* **Exercise instructions**:
A) Summarize the mailing-list thread on language identification in two sentences.
B) Answer these questions from the mailing-list thread on language identification:
(i) Which Tika issue is cited for the charset detection algorithm?
(ii) In the HTML5 proposal, what source of charset information has first priority?
(iii) Besides language, what other property does Markus say has a similar problem in the index?
C) Please pick up the mailing-list thread on language identification after its last sentence and continue it.

===== Source extract

You are viewing a plain text version of this content. The canonical link for it is here.

Posted to user@nutch.apache.org by Markus Jelsma <ma...@openindex.io> on 2011/07/17 14:58:27 UTC

Garbage with languageidentifier

Hi,

I've found a lot of garbage produced by the language identifier, most likely 
caused by it relying on HTTP-header as the first hint for the language.

Instead of a nice tight list of ISO-codes i've got an index full of garbage 
making me unable to select a language. The lang field now contains a mess 
including ISO-codes of various types (nl | ned, nl-NL | nederlands | 
Nederlands | dutch | Dutch etc etc) and even comma-separated combinations. 
It's impossible to do a simple fq:lang:nl due to this undeterminable set of 
language identifiers. Apart from language identifiers that we as human 
understand the headers also contains values such as {$plugin.meta.language} | 
Weerribben zuivel | Array or complete sentences and even MIME-types and more 
nonsens you can laugh about.

Why do we rely on HTTP-header at all? Isn't it well-known that only very few 
developers and content management systems actually care about returning proper 
information in HTTP headers?  This actually also goes for finding out content-
type, which is a similar problem in the index.

I know work is going on in Tika for improving MIME-type detection i'm not sure 
if this is true for language identification. We still have to rely on the Nutch 
plugin to do this work, right? If so, i propose to make it configurable so we 
can choose if we wan't to rely on the current behaviour or do N-gram detection 
straight-away.

Comments?

Thanks

Re: Garbage with languageidentifier

Posted by Ken Krugler <ke...@krugler.org>.

Hi Markus,

> The proposal is to configure the order of detection: meta,header,identifier 
> (which is the current order).

This issue of precedence also comes up when detecting charset information. From an earlier post I'd made to the Nutch list:

> See https://issues.apache.org/jira/browse/TIKA-539 for a Tika issue I'm currently working on, which has to do with the charset detection algorithm.
> 
> There's the HTML5 proposal, where the priority is
> 
> - charset from Content-Type response header
> - charset from HTML <meta http-equiv content-type> element
> - charset detected from page contents
> 
> Reinhard Schwab proposed a variation on the HTML5 approach, which makes sense to me; in my web crawling experience, too many servers lie to just blindly trust the response header contents.
> 
> I've got a slight modification to Reinhard's approach, as describe in a comment on the above issue:
> 
> https://issues.apache.org/jira/browse/TIKA-539?focusedCommentId=12928832&page=com.atlassian.jira.plugin.system.issuetabpanels%3Acomment-tabpanel#action_12928832
> 
> I'm interested in comments.

See http://tools.ietf.org/html/draft-abarth-mime-sniff-03 for a writeup on how to extract charset info, which seems relevant to how to detect language as well.

==========
===== Data rows

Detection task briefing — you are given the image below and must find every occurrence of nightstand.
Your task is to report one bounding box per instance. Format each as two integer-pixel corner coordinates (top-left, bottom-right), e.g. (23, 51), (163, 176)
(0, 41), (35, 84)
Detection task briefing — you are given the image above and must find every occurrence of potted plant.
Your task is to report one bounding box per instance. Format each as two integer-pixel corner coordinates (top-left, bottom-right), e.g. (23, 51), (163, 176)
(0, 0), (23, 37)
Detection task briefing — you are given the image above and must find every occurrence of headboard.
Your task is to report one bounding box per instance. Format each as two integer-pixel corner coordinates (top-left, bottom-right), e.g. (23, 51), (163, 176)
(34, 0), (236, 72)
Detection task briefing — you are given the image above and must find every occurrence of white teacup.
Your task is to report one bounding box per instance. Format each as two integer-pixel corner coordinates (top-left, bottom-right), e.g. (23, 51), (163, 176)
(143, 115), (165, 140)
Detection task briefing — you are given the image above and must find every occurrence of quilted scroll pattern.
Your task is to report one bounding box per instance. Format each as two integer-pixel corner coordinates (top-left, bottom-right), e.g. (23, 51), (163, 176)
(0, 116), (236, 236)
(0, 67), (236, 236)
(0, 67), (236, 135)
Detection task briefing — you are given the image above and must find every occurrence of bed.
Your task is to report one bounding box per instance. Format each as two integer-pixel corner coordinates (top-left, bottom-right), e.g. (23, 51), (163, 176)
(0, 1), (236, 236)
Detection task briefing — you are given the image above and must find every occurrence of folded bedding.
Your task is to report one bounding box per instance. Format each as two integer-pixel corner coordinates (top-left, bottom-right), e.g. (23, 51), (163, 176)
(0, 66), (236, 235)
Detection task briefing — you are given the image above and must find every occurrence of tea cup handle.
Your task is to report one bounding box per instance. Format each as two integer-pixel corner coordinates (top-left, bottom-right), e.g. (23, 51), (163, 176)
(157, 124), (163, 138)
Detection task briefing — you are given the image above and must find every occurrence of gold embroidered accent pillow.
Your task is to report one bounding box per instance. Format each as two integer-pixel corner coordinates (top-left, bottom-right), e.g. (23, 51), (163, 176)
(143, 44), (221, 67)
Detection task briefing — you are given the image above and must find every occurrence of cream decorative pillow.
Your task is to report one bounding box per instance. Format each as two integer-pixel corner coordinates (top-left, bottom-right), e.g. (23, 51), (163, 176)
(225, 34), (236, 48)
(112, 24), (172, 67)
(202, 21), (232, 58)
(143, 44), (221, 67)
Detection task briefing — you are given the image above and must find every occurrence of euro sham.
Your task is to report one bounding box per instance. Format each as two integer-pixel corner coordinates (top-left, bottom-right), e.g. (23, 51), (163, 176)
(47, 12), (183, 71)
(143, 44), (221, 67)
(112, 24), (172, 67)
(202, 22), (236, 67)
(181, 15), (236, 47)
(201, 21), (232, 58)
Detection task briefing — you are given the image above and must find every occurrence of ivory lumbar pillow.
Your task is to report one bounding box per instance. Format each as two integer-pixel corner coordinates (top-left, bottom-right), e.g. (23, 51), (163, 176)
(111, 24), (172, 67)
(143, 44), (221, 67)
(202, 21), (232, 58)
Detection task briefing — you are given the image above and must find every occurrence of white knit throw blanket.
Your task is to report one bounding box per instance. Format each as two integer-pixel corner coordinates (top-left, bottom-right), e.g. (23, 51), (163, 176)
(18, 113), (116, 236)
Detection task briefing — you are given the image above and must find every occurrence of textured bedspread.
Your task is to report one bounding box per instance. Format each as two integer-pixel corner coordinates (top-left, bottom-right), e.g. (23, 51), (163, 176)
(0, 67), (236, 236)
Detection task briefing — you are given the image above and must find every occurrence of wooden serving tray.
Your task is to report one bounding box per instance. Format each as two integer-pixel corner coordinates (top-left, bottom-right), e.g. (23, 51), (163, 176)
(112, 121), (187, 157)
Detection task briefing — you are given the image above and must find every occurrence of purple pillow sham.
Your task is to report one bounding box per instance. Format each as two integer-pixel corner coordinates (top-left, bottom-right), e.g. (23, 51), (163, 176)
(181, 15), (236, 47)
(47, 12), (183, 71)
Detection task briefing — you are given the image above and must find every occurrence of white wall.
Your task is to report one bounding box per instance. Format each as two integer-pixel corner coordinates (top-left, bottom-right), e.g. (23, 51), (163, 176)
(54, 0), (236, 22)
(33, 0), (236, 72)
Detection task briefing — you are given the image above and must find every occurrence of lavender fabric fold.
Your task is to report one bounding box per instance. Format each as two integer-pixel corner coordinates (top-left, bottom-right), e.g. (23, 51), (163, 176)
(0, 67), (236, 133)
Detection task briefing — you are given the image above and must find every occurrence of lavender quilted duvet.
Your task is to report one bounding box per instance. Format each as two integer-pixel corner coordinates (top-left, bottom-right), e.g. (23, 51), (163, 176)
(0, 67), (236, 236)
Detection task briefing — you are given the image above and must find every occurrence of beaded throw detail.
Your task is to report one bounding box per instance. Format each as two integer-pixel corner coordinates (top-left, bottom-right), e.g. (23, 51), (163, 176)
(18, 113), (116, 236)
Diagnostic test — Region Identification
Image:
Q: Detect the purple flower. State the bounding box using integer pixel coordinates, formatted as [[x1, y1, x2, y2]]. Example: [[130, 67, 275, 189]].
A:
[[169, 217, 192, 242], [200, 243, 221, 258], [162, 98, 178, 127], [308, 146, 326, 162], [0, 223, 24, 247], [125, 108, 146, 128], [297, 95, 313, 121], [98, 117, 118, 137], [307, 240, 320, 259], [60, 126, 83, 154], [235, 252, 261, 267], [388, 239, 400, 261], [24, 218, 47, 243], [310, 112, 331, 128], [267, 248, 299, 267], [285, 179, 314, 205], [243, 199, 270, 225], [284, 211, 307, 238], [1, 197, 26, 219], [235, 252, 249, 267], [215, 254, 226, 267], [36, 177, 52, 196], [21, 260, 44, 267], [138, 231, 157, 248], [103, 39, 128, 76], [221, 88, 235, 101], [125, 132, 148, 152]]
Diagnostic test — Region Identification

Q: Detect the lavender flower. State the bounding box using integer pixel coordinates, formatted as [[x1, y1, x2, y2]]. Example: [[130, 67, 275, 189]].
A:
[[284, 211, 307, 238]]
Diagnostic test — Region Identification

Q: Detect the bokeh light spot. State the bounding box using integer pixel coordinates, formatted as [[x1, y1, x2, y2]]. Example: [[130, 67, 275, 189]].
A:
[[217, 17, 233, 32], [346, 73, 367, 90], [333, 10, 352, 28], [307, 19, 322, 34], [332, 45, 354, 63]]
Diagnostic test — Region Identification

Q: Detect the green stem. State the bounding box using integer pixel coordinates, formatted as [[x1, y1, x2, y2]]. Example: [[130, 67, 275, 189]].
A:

==========

* **Outputs by task**:
A) Markus Jelsma reports that the Nutch language identifier has filled the lang field with garbage, most likely because it relies on the HTTP header as the first hint, and he proposes making this configurable so that N-gram detection can be used straight away. Ken Krugler replies that the same precedence issue comes up in charset detection, citing a Tika issue he is working on and an IETF draft that seems relevant to detecting language as well.

B)
(i) TIKA-539
(ii) The charset from the Content-Type response header
(iii) Content-type

C)
-- Ken

On Jul 17, 2011, at 6:04am, Markus Jelsma wrote:

> 
>> Hi,
>> 
>> I've found a lot of garbage produced by the language identifier, most
>> likely caused by it relying on HTTP-header as the first hint for the
>> language.
>> 
>> Instead of a nice tight list of ISO-codes i've got an index full of garbage
>> making me unable to select a language. The lang field now contains a mess
>> including ISO-codes of various types (nl | ned, nl-NL | nederlands |
>> Nederlands | dutch | Dutch etc etc) and even comma-separated combinations.
>> It's impossible to do a simple fq:lang:nl due to this undeterminable set of
>> language identifiers. Apart from language identifiers that we as human
>> understand the headers also contains values such as {$plugin.meta.language}
>> | Weerribben zuivel | Array or complete sentences and even MIME-types and
>> more nonsens you can laugh about.
>> 
>> Why do we rely on HTTP-header at all? Isn't it well-known that only very
>> few developers and content management systems actually care about
>> returning proper information in HTTP headers?  This actually also goes for
>> finding out content- type, which is a similar problem in the index.
>> 
>> I know work is going on in Tika for improving MIME-type detection i'm not
>> sure if this is true for language identification. We still have to rely on
>> the Nutch plugin to do this work, right? If so, i propose to make it
>> configurable so we can choose if we wan't to rely on the current behaviour
>> or do N-gram detection straight-away.
>> 
>> Comments?
>> 
>> Thanks

--------------------------------------------
http://about.me/kkrugler
+1 530-210-6378

Re: Garbage with languageidentifier

Posted by lewis john mcgibbney <le...@gmail.com>.

Hi Markus,

I think this is a good shout, and it is not hard to understand the points
you make. Quite clearly, good practice relating to the inclusion of accurate
and useful language information (as well as other types of information) in
HTTP headers is not a reality and it wouldn't be suitable for us to pretend
as if this was not the case.

One thing to note though, I just found out yesterday that language detection
in trunk has been passed to Tika but this is not the case with branch 1.4.
It's not my intention to put words into peoples mouth's, however by the
looks of the conversation in NUTCH-657 I foresee that delegating
language-identification to Tika and making branch-1.4 consistent with trunk
would be the next move? Am I correct here? please say otherwise if this is
not the case.

If this is the plan then is there any requirement for Nutch to have an
independent language detection plugin? If we can address why the decision
was made for trunk to rely upon tika for language detection then we can
justify where we are with the comments you make. To be honest I am seeing a
medium sized grey area here, however this has to do with my inexperience
dealing with the language detection plugin and of the problems you mention.

On Sun, Jul 17, 2011 at 2:04 PM, Markus Jelsma
<ma...@openindex.io>wrote:

> The proposal is to configure the order of detection: meta,header,identifier
> (which is the current order).
>
> > Hi,
> >
> > I've found a lot of garbage produced by the language identifier, most
> > likely caused by it relying on HTTP-header as the first hint for the
> > language.
> >
> > Instead of a nice tight list of ISO-codes i've got an index full of
> garbage
> > making me unable to select a language. The lang field now contains a mess
> > including ISO-codes of various types (nl | ned, nl-NL | nederlands |
> > Nederlands | dutch | Dutch etc etc) and even comma-separated
> combinations.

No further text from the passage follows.